Supplied material:

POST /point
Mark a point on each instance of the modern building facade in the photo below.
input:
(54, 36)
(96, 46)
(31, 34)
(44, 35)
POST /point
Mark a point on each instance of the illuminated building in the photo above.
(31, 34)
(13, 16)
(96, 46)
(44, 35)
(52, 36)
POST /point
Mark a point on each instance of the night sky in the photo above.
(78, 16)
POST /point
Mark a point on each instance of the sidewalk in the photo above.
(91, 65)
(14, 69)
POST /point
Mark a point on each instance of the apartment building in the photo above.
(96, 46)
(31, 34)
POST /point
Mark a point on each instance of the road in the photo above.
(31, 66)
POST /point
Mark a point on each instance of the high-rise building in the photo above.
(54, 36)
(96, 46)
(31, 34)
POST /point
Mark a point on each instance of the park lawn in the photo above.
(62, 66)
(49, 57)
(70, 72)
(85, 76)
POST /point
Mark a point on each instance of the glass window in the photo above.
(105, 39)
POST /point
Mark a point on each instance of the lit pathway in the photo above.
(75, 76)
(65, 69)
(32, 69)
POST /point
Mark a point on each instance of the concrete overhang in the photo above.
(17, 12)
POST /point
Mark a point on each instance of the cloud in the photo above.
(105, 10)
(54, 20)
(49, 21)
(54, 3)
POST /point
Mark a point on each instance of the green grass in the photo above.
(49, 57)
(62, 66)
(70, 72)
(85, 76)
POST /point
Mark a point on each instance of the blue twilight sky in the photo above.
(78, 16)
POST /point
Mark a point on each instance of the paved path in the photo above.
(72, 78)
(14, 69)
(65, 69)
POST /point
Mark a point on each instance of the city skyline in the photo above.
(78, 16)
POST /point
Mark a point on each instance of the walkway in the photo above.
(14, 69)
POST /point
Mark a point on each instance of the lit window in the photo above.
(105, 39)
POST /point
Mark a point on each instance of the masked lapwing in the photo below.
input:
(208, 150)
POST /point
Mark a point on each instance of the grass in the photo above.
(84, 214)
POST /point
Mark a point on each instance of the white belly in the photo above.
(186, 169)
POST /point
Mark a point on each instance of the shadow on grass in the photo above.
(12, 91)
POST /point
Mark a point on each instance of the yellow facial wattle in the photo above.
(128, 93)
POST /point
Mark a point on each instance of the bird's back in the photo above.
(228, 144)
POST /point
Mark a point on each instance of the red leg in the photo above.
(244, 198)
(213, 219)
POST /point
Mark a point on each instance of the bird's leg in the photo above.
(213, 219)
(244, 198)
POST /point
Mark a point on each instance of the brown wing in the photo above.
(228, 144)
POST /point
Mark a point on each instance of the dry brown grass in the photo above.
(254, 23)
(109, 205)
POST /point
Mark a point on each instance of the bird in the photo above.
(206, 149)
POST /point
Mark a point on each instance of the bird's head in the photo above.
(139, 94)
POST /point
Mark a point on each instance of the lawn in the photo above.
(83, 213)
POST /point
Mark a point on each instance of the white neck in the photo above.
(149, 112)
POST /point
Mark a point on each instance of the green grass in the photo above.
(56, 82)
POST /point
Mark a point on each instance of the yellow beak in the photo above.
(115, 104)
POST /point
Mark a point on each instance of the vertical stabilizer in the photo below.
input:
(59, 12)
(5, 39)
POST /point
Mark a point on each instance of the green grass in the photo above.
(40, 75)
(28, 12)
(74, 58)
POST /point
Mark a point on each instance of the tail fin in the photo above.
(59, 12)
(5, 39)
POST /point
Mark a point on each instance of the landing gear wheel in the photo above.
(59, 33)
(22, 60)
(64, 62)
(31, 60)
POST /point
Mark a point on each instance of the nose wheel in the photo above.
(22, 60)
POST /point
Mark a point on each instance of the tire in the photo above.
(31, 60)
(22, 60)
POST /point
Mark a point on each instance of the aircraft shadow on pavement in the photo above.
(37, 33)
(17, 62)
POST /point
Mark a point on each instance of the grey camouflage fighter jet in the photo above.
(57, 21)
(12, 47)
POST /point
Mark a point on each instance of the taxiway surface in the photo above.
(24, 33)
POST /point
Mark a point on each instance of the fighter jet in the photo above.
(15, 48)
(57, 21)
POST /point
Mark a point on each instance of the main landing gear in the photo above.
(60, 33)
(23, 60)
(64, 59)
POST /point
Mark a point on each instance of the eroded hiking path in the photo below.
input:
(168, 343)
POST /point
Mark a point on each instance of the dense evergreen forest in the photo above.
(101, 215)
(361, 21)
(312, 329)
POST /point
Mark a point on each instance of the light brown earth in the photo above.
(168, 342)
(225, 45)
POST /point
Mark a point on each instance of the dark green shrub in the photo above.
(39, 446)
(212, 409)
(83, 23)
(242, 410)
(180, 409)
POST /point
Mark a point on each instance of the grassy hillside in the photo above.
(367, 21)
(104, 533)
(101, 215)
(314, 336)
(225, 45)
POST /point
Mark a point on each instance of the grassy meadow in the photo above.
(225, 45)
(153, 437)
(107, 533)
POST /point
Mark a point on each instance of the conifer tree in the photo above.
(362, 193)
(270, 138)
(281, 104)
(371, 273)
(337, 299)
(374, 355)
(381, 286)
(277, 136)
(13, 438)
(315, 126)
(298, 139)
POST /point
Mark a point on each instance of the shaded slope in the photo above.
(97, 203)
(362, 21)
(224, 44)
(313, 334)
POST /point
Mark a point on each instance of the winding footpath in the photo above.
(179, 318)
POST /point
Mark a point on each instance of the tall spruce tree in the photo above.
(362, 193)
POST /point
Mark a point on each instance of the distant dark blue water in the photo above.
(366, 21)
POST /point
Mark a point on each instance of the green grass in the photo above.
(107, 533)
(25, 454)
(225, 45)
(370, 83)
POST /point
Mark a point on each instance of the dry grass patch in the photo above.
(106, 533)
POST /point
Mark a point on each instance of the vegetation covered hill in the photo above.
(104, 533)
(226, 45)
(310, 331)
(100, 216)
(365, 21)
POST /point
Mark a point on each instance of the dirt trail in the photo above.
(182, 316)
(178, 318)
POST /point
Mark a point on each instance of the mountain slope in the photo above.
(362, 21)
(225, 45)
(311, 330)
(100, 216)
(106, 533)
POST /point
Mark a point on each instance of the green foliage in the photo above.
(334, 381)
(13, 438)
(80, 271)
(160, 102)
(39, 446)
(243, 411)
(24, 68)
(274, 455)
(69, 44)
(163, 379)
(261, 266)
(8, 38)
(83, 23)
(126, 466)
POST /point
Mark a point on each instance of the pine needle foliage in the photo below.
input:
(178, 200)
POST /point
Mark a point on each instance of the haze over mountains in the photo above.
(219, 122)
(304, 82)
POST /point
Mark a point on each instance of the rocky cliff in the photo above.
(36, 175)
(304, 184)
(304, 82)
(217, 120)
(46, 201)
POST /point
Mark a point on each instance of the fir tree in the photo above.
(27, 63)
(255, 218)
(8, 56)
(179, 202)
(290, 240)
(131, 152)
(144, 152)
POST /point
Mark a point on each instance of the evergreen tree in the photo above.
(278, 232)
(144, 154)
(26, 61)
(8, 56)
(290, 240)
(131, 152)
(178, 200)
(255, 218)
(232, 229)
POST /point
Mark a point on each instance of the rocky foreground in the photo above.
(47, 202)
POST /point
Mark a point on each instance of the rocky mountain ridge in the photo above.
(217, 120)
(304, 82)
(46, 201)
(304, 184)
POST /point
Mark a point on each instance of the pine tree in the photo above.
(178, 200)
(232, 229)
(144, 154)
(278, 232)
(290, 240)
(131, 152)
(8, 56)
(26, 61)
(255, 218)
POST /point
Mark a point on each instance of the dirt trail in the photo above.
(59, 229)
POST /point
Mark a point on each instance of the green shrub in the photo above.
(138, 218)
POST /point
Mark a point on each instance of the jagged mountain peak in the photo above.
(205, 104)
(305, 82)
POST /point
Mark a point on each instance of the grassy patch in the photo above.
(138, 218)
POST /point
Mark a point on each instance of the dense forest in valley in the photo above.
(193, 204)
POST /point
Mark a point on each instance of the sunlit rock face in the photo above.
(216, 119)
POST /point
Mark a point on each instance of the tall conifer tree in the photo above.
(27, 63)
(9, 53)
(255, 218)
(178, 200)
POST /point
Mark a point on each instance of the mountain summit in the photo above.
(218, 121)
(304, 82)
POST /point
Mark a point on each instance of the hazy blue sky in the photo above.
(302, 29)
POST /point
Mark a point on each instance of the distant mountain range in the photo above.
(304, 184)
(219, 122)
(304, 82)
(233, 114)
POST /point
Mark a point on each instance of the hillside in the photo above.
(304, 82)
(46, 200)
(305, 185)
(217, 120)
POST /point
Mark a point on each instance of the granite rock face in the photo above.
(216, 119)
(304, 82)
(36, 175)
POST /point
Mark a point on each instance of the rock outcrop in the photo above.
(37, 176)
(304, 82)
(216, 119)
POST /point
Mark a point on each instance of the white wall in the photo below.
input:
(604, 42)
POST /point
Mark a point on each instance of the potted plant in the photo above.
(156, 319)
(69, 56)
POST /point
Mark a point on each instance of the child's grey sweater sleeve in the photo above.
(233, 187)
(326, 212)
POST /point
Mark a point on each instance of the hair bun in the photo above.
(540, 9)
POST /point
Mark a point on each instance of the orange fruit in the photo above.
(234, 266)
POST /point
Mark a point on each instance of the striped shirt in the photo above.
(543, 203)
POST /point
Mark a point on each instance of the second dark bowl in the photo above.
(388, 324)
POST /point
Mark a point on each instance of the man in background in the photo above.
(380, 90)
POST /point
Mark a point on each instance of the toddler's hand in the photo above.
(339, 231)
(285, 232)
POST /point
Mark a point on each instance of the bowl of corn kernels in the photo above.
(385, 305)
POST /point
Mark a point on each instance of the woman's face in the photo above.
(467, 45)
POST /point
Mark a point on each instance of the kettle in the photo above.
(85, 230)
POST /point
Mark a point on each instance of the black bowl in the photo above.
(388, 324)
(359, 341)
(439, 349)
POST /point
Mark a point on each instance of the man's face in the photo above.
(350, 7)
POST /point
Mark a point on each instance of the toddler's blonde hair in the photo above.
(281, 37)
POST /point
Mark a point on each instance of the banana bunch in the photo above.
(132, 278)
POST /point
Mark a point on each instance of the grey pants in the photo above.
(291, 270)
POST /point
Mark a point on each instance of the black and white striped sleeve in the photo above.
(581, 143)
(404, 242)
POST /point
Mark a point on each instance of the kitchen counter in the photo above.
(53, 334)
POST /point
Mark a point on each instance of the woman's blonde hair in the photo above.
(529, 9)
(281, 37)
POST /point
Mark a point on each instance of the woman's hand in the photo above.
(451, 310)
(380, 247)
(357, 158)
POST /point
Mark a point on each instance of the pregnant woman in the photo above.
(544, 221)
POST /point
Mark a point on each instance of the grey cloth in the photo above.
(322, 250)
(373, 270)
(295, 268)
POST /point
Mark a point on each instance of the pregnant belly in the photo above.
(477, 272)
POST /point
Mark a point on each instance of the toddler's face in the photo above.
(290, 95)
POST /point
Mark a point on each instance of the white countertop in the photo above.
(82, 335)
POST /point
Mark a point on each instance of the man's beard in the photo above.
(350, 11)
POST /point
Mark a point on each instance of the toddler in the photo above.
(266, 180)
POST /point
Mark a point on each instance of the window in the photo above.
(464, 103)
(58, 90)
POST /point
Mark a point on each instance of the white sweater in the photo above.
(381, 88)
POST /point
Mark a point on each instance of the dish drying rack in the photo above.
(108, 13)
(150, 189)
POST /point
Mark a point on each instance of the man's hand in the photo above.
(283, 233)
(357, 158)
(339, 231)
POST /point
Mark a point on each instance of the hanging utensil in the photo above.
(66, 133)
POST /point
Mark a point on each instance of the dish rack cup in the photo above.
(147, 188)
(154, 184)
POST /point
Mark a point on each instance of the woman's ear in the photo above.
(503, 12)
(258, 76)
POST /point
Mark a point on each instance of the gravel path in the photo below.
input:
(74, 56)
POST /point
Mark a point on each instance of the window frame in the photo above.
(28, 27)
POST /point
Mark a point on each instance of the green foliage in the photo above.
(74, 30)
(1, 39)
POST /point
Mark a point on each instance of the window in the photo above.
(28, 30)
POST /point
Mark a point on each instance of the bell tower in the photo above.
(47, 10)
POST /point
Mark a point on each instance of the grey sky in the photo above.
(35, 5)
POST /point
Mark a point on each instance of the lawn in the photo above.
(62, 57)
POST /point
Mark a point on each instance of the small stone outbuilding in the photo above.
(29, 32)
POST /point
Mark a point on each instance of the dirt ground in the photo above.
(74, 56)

Short exercise: Pull out every line of the material above that contains the word "hair".

Output for this task:
Mark a point on each instance of the hair bun in the photo above.
Mark a point on each instance of the toddler's blonde hair in the photo above.
Mark a point on each instance of the woman's blonde hair in the photo above.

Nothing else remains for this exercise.